Provided records Block Start

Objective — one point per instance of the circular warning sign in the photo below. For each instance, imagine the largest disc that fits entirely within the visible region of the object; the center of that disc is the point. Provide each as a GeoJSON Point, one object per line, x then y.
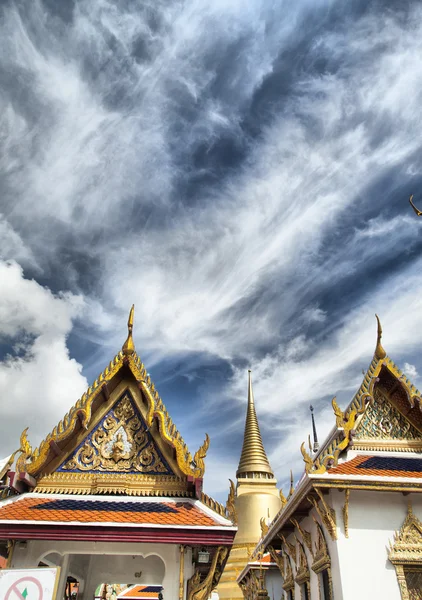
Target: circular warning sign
{"type": "Point", "coordinates": [26, 588]}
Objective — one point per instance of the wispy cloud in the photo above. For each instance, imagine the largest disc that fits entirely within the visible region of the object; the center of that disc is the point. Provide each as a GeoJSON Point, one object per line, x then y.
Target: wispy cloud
{"type": "Point", "coordinates": [239, 172]}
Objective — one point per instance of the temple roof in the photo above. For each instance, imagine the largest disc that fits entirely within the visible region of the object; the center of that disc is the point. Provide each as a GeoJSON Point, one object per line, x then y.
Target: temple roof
{"type": "Point", "coordinates": [117, 435]}
{"type": "Point", "coordinates": [253, 458]}
{"type": "Point", "coordinates": [375, 444]}
{"type": "Point", "coordinates": [364, 465]}
{"type": "Point", "coordinates": [91, 510]}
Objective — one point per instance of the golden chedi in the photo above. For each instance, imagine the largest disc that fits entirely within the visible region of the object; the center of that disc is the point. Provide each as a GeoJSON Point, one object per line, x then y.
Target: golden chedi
{"type": "Point", "coordinates": [256, 498]}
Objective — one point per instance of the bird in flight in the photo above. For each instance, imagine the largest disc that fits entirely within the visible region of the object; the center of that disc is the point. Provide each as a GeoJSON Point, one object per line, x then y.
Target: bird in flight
{"type": "Point", "coordinates": [417, 211]}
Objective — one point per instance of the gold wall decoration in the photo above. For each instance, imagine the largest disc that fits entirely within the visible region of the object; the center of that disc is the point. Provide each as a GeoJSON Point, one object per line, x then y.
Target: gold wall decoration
{"type": "Point", "coordinates": [406, 555]}
{"type": "Point", "coordinates": [120, 443]}
{"type": "Point", "coordinates": [345, 511]}
{"type": "Point", "coordinates": [290, 547]}
{"type": "Point", "coordinates": [306, 459]}
{"type": "Point", "coordinates": [289, 582]}
{"type": "Point", "coordinates": [306, 535]}
{"type": "Point", "coordinates": [326, 513]}
{"type": "Point", "coordinates": [264, 526]}
{"type": "Point", "coordinates": [277, 558]}
{"type": "Point", "coordinates": [322, 561]}
{"type": "Point", "coordinates": [200, 589]}
{"type": "Point", "coordinates": [302, 573]}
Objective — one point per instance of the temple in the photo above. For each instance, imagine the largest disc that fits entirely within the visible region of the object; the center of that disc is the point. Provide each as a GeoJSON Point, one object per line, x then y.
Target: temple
{"type": "Point", "coordinates": [112, 495]}
{"type": "Point", "coordinates": [352, 527]}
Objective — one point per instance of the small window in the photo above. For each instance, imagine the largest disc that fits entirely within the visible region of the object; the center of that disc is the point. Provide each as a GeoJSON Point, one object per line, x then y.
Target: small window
{"type": "Point", "coordinates": [414, 583]}
{"type": "Point", "coordinates": [325, 581]}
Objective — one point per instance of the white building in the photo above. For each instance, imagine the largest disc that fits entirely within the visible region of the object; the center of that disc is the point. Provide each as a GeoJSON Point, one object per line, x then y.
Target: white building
{"type": "Point", "coordinates": [352, 528]}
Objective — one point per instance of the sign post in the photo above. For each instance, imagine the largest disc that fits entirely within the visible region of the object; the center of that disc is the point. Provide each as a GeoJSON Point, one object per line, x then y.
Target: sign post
{"type": "Point", "coordinates": [29, 584]}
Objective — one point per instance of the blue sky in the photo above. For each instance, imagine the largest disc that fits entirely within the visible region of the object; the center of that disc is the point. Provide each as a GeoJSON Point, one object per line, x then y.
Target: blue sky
{"type": "Point", "coordinates": [239, 171]}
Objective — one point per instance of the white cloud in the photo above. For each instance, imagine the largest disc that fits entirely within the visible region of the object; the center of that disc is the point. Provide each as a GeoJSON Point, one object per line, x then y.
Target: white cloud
{"type": "Point", "coordinates": [39, 385]}
{"type": "Point", "coordinates": [228, 272]}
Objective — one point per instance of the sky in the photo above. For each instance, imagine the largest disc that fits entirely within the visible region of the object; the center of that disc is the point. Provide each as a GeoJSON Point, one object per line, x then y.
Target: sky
{"type": "Point", "coordinates": [240, 171]}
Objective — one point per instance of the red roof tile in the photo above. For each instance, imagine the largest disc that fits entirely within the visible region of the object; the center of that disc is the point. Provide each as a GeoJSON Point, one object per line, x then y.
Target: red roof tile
{"type": "Point", "coordinates": [99, 511]}
{"type": "Point", "coordinates": [380, 466]}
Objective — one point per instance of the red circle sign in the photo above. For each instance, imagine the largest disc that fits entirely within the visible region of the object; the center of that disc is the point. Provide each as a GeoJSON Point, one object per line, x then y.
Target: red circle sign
{"type": "Point", "coordinates": [14, 594]}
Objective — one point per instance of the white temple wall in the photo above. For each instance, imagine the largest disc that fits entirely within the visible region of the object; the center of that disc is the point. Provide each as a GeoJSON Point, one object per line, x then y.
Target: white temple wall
{"type": "Point", "coordinates": [366, 572]}
{"type": "Point", "coordinates": [273, 583]}
{"type": "Point", "coordinates": [93, 563]}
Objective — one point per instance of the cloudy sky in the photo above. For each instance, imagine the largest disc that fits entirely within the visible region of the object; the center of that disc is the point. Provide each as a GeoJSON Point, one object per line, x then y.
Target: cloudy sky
{"type": "Point", "coordinates": [238, 170]}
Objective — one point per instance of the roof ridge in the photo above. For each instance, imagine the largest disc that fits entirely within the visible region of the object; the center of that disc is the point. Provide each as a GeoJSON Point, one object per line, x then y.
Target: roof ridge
{"type": "Point", "coordinates": [31, 461]}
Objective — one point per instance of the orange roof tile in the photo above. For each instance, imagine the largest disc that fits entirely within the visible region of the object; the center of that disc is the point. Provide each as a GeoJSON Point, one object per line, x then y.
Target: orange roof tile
{"type": "Point", "coordinates": [103, 511]}
{"type": "Point", "coordinates": [141, 591]}
{"type": "Point", "coordinates": [380, 466]}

Provided records Block End

Task ▸
Any picture among the entries must be skipped; copy all else exactly.

Your response ▸
Objective — one point per instance of the circular warning sign in the photo below. For each instance, imagine the largest disc that fits entirely within the visible region of the object; the center of that disc is the point. Provide each as a GeoJSON Point, one object per line, x then y.
Target: circular warning sign
{"type": "Point", "coordinates": [26, 588]}
Objective — one point per instance of the wispy cloud in the photo above. For each instance, imagine the largest disc that fits entirely within the visible region of the object; the center of that disc is the point. Provide each as a GeoJSON Point, one object per line, x then y.
Target: wispy cloud
{"type": "Point", "coordinates": [239, 172]}
Objective — one point per instance of the temple roof in the photo above. For each instance, imagine the largest disc that fits entirely within the visible region of the object; the center of that disc is the point. Provide each as a GeoJSON Point, one object per line, x then y.
Target: temple roof
{"type": "Point", "coordinates": [117, 435]}
{"type": "Point", "coordinates": [253, 458]}
{"type": "Point", "coordinates": [375, 444]}
{"type": "Point", "coordinates": [364, 465]}
{"type": "Point", "coordinates": [91, 510]}
Objective — one point per instance of the golden chedi in the photo above. For each instance, imagine the largest disc that fits entirely within the visible region of the object; the center of that disc is the point. Provide each as a GeoJSON Point, one object per line, x then y.
Target: golden chedi
{"type": "Point", "coordinates": [256, 498]}
Objective — one point per instance of the bird in flight in the photo above. For each instance, imagine the largest disc that fits entirely within the visible region of the object; the center of that disc is the point. Provide each as a GeoJSON Point, one object per line, x then y.
Target: bird in flight
{"type": "Point", "coordinates": [417, 211]}
Objective — one point per instance of the gold wall decoration in the photo above. For each instance, imagine the largest disc that fits entirely within the visible region of the object; the center of that disc is the point. Provide each as a GeoJSON Point, one object per line, x then y.
Target: gold wall decoration
{"type": "Point", "coordinates": [406, 555]}
{"type": "Point", "coordinates": [120, 443]}
{"type": "Point", "coordinates": [345, 511]}
{"type": "Point", "coordinates": [290, 547]}
{"type": "Point", "coordinates": [306, 459]}
{"type": "Point", "coordinates": [289, 582]}
{"type": "Point", "coordinates": [306, 535]}
{"type": "Point", "coordinates": [326, 513]}
{"type": "Point", "coordinates": [264, 526]}
{"type": "Point", "coordinates": [277, 558]}
{"type": "Point", "coordinates": [322, 561]}
{"type": "Point", "coordinates": [200, 589]}
{"type": "Point", "coordinates": [302, 573]}
Objective — one point per instance of the temple in the photo above. For each instance, imagine the largest disc that fits entirely within the visible region of the object; the center of that disc is the point. Provide each as a GeoJSON Point, one object per line, x then y.
Target: temple
{"type": "Point", "coordinates": [112, 495]}
{"type": "Point", "coordinates": [352, 527]}
Objective — one point per instance of the small window in the photo above. For each instance, imagine the largest disc that fits entirely within the visible region of the object; the center of that disc is the point. Provide each as a GeoJSON Point, one object per line, x then y.
Target: small window
{"type": "Point", "coordinates": [414, 583]}
{"type": "Point", "coordinates": [325, 581]}
Objective — one point per instance of the white building in the photo above. For each instance, imagine the largest disc that fits entirely within the visible region of the object; the center of that disc is the point. Provide each as a GeoJSON Point, one object per line, x then y.
Target: white building
{"type": "Point", "coordinates": [352, 528]}
Objective — one point per instance of the sign post in the photo above. For each instance, imagine the largest disc that fits entirely within the visible region of the object; the center of that disc is the point. Provide each as a GeoJSON Point, one object per line, x then y.
Target: sign post
{"type": "Point", "coordinates": [29, 584]}
Objective — one point per instance of the blue sky in the photo above. For each instance, imagine the largest disc that fits entirely within the visible region of the object; the center of that disc is the point. Provide each as a GeoJSON Point, one object per line, x then y.
Target: blue sky
{"type": "Point", "coordinates": [239, 171]}
Objective — one point per instance of the white cloud in the photo above. For each instance, imagine the largest disc that fits entirely within the visible region of the object; the center of that disc is the point. Provide each as a GeoJSON Point, one object per line, x then y.
Target: white cloud
{"type": "Point", "coordinates": [39, 385]}
{"type": "Point", "coordinates": [228, 272]}
Objective — one point per instance of the sky in the photo above. For each instance, imagine the largest disc that fits entirely within the visible region of the object; the center of that disc is the point. Provide each as a GeoJSON Point, one object per line, x then y.
Target: sky
{"type": "Point", "coordinates": [240, 171]}
Objective — one point per instance of the red roof tile in the photo above. For each instance, imagine the largest disc that fits entirely within the visible region of the object; the center of that disc is the point. Provide each as a GeoJSON Point, one object per line, x then y.
Target: red roof tile
{"type": "Point", "coordinates": [99, 511]}
{"type": "Point", "coordinates": [380, 466]}
Objective — one point per instance of the red circle sign in the photo above. For each instance, imagine the largest disc that fits entirely within the visible region of the object; the center of that disc is the point. Provide each as a GeoJSON Point, one object per line, x then y.
Target: red circle sign
{"type": "Point", "coordinates": [14, 594]}
Objective — one point per instance of the white temple wall in the photo above. For each instance, imagine the largest disc that fits entirely within the visible region of the object; the center of that disc is the point. Provide each as a GeoJSON Point, one object per line, x then y.
Target: white temple wall
{"type": "Point", "coordinates": [366, 572]}
{"type": "Point", "coordinates": [273, 583]}
{"type": "Point", "coordinates": [93, 563]}
Objective — one point per instance of the cloudy sky in the photo above. For each instance, imagine the largest disc that fits entirely within the visible region of the object; the center of that disc is the point. Provide each as a GeoJSON Point, one object per line, x then y.
Target: cloudy sky
{"type": "Point", "coordinates": [238, 170]}
Objective — one point per instance of the roof ridge in the photo above. For each instance, imagine the largest disc that fits entirely within the visible region of the object; the center of that disc is the point. Provide each as a GeoJSON Point, one object per line, x then y.
Target: roof ridge
{"type": "Point", "coordinates": [31, 461]}
Objective — one point per instance of the orange roof tile in the photo above. For each instance, imagine the largest disc that fits entirely within the visible region of the object; the center of that disc is the point. Provide each as a GeoJSON Point, one object per line, x then y.
Target: orange roof tile
{"type": "Point", "coordinates": [103, 511]}
{"type": "Point", "coordinates": [141, 591]}
{"type": "Point", "coordinates": [380, 466]}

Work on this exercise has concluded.